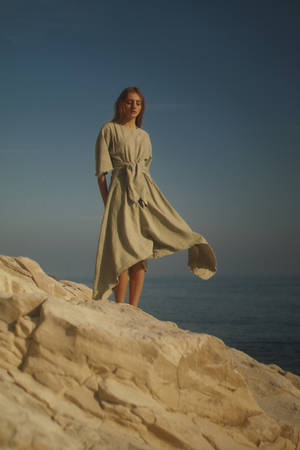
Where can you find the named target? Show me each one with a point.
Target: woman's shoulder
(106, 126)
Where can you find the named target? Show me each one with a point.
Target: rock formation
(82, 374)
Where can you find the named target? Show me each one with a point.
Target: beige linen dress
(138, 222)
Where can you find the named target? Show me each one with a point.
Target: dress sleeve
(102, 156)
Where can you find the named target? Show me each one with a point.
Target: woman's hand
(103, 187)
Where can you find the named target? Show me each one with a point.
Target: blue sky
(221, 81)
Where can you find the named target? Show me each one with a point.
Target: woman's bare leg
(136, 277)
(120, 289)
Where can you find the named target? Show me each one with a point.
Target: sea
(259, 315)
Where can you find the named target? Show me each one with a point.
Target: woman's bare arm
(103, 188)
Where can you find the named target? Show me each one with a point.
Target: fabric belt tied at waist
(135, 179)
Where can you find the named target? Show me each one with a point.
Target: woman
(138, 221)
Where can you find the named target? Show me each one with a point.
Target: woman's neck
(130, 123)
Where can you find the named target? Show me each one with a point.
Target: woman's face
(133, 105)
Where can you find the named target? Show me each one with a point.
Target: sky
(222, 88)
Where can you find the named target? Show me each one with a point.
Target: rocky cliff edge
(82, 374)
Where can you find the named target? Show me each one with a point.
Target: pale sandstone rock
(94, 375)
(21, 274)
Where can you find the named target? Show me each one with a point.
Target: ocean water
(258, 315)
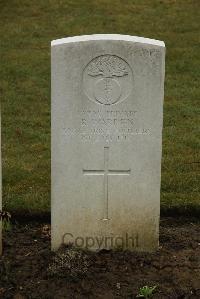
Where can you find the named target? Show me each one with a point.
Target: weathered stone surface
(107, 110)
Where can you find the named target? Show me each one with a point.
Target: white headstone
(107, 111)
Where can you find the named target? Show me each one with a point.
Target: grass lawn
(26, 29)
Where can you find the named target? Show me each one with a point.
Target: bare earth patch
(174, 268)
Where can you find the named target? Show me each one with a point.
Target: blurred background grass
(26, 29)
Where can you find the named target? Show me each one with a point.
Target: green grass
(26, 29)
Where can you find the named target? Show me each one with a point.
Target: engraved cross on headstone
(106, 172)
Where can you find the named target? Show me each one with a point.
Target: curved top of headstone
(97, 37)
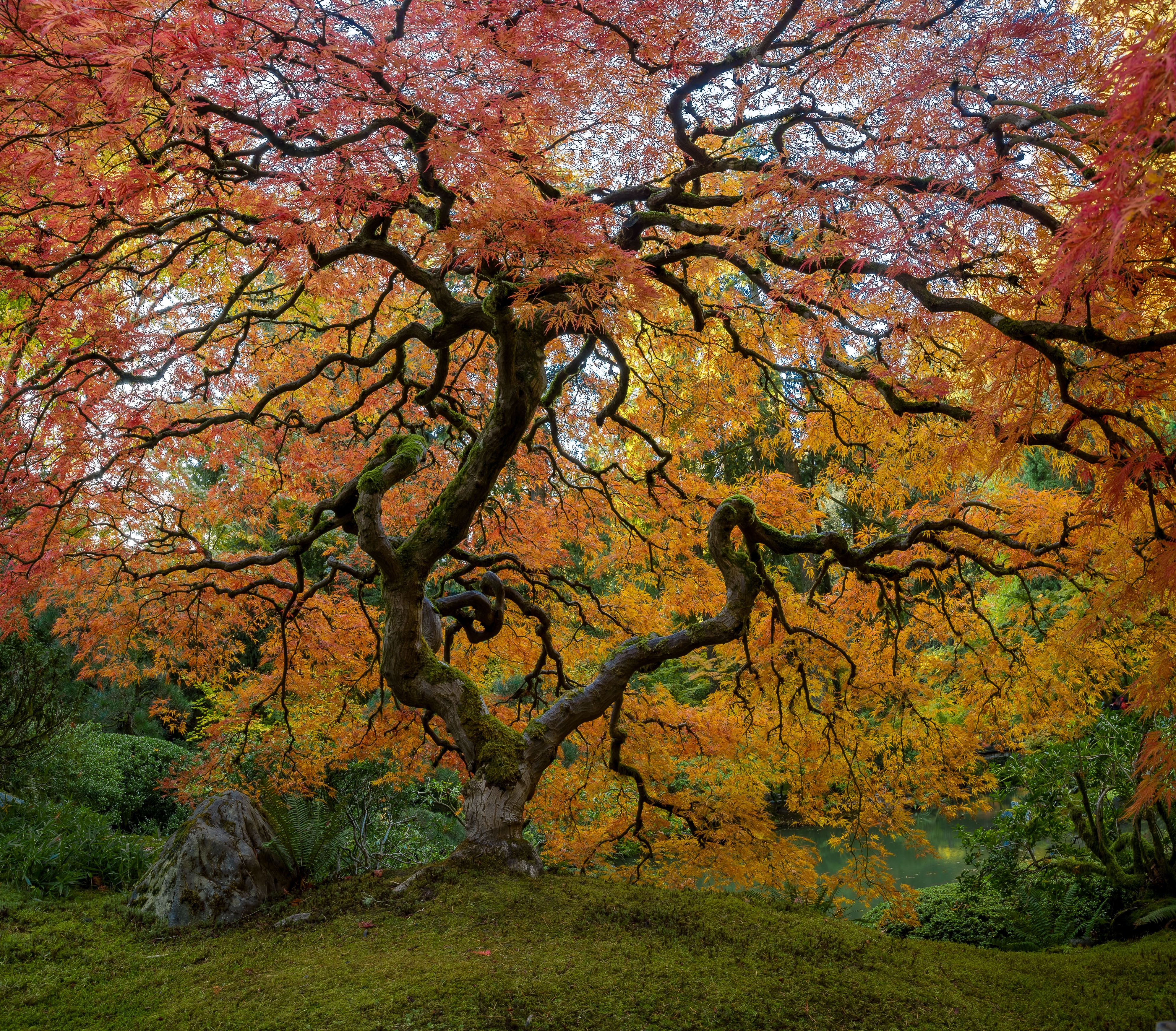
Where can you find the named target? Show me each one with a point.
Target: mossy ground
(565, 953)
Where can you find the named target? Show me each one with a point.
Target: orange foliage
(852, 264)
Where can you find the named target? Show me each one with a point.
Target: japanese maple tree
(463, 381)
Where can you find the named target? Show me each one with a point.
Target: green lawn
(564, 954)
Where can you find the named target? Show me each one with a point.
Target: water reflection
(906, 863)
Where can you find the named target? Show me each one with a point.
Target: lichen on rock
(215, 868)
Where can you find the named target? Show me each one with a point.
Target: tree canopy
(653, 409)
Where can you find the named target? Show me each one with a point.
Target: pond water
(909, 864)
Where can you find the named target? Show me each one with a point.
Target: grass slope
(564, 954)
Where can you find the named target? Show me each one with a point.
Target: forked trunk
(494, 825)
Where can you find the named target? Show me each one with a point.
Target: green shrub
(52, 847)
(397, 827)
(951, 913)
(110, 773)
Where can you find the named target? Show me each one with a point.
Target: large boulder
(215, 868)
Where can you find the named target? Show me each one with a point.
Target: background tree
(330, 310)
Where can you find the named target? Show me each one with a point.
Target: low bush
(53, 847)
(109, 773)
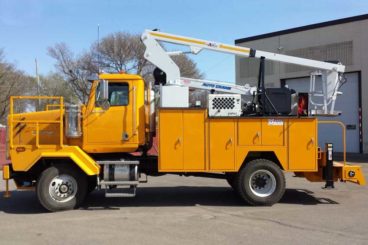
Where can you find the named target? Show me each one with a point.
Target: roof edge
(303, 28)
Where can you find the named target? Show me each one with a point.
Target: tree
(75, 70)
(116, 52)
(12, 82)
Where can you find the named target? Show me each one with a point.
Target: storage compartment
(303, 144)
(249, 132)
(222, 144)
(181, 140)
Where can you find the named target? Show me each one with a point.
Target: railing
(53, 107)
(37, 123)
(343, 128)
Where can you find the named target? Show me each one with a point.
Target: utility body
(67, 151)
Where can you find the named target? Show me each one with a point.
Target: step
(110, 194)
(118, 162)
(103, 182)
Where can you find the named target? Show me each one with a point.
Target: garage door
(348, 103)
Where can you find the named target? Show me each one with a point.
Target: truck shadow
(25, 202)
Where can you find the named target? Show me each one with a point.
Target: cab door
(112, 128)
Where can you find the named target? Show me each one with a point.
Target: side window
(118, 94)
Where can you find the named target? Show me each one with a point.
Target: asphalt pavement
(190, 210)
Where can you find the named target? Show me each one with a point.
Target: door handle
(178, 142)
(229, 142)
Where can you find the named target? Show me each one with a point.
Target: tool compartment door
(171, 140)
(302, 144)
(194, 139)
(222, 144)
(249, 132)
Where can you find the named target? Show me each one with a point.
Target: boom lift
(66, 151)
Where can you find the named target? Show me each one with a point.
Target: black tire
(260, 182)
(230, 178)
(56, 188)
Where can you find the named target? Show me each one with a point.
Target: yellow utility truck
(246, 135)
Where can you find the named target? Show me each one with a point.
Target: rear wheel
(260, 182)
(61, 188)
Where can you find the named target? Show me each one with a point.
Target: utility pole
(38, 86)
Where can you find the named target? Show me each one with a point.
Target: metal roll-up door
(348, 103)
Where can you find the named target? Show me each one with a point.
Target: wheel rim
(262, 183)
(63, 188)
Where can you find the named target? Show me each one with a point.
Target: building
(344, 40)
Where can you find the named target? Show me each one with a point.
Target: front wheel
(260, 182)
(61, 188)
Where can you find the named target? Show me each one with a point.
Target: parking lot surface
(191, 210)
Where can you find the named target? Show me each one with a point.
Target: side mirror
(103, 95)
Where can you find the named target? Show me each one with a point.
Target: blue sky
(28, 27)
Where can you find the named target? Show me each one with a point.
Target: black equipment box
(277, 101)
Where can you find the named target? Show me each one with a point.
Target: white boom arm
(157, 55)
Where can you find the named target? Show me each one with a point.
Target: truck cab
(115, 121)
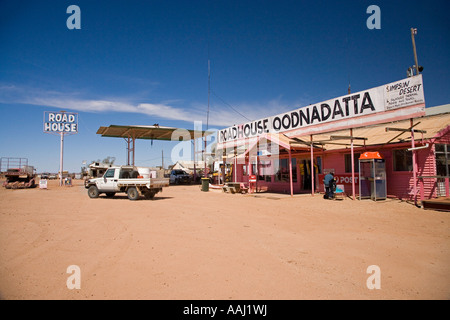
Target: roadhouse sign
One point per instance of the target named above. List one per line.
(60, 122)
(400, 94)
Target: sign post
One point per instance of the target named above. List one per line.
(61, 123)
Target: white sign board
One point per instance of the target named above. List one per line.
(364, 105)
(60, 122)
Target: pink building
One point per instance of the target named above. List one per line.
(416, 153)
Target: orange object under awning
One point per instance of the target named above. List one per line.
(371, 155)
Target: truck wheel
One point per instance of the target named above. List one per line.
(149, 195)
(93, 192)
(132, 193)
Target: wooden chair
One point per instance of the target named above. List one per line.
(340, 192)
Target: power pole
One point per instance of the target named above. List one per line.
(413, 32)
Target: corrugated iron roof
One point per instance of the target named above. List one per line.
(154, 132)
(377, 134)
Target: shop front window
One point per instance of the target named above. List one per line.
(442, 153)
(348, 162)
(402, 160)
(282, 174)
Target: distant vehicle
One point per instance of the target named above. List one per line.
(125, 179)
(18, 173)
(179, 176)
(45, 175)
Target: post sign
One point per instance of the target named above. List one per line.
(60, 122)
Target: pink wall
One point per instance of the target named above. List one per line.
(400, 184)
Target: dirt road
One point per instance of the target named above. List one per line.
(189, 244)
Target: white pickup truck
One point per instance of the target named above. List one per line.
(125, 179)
● ● ● ●
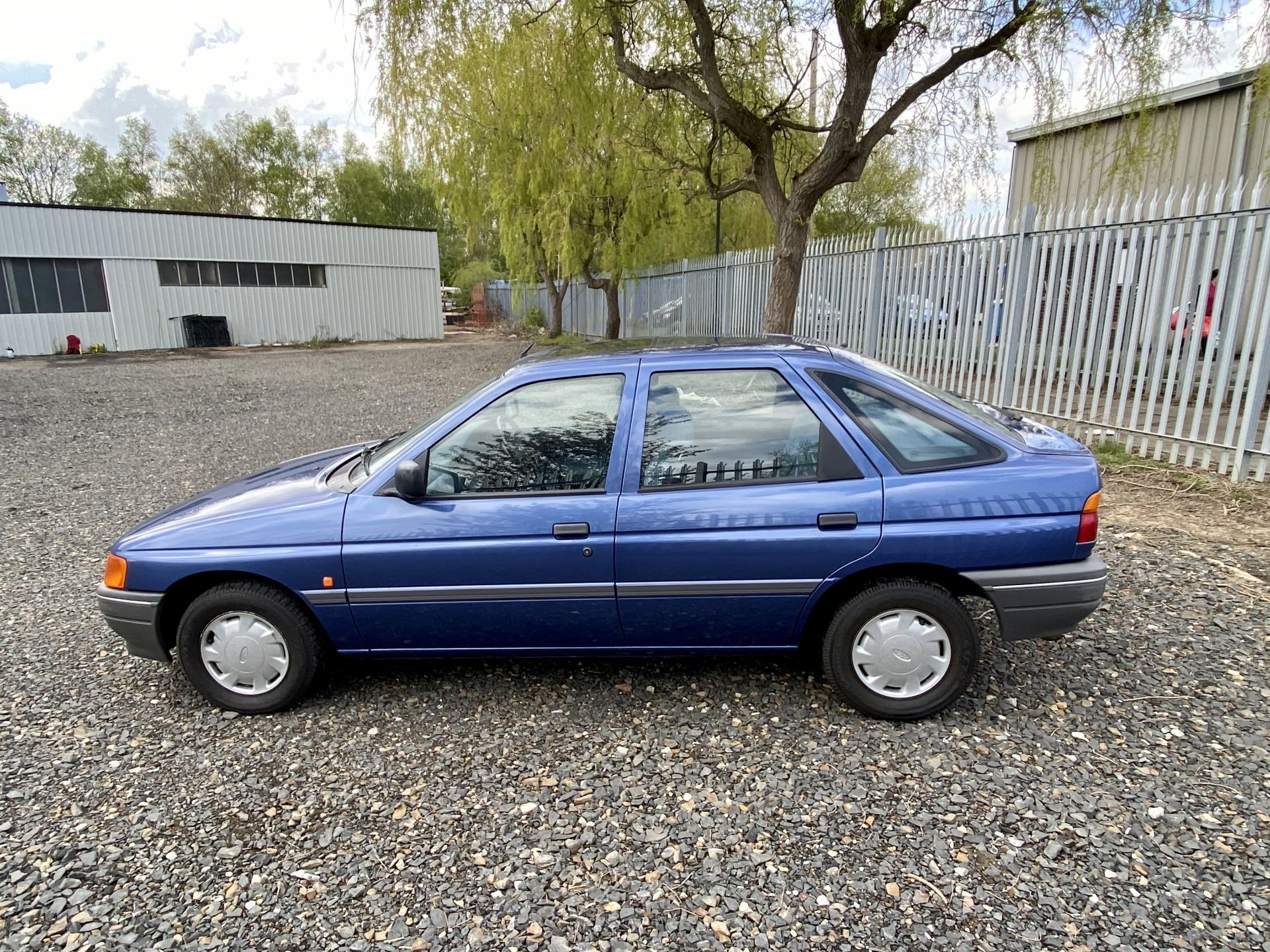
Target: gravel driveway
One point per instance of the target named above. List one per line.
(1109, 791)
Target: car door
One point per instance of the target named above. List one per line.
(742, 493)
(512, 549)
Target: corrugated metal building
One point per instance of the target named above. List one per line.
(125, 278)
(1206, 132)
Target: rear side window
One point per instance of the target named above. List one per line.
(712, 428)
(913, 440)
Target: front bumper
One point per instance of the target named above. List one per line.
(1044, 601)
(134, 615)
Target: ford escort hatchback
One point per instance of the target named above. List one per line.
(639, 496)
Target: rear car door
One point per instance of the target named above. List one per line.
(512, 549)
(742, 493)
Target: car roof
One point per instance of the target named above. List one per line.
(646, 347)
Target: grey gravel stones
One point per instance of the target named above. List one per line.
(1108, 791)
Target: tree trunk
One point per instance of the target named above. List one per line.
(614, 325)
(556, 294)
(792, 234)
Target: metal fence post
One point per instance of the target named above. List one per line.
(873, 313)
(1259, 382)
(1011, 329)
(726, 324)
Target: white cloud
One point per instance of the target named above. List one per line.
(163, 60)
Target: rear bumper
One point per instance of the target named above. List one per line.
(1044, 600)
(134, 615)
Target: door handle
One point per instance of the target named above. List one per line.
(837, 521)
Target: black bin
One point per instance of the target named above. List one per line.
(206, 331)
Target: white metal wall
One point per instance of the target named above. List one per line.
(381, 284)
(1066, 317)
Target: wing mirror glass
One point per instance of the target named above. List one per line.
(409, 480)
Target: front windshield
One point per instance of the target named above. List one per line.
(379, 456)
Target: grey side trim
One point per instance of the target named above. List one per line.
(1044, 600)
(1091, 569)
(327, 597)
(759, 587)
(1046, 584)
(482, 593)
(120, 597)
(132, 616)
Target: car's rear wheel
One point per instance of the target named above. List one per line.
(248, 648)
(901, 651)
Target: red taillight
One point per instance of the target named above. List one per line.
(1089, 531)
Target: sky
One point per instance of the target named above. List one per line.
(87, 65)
● ● ● ●
**Work to be completed:** From the records, pull out every line that contains the word "side", matching its case exactly.

**Result of the exercise:**
Target: side window
Target: side mirror
Target: rear side window
Target: grey side trim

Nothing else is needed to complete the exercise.